About this exercise: A single number is expected: the count of lines in the records below that contain "boom".

Dataset extract:
------------------------------------------------

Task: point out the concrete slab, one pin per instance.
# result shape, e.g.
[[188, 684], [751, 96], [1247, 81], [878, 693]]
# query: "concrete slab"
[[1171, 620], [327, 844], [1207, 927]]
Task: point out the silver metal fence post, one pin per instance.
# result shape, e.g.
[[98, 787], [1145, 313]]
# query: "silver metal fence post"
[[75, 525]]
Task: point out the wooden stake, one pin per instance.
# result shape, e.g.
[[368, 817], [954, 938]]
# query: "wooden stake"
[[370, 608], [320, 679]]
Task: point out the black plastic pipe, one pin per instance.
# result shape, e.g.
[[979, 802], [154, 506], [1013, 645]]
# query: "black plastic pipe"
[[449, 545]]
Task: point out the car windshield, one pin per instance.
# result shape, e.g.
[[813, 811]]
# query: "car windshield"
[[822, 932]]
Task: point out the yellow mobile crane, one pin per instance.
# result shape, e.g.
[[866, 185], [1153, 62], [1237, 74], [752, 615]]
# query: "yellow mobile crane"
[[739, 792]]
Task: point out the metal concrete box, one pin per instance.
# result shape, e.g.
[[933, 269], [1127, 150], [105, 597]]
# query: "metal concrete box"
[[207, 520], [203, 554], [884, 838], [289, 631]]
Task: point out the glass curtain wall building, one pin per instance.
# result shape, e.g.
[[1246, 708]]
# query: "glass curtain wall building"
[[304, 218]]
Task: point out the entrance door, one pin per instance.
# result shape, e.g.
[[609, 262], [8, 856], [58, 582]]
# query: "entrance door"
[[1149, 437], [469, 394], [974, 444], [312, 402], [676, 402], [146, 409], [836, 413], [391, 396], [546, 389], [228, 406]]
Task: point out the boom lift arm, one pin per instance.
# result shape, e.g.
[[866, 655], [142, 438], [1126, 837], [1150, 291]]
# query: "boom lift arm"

------------------------------------------------

Written answer: 2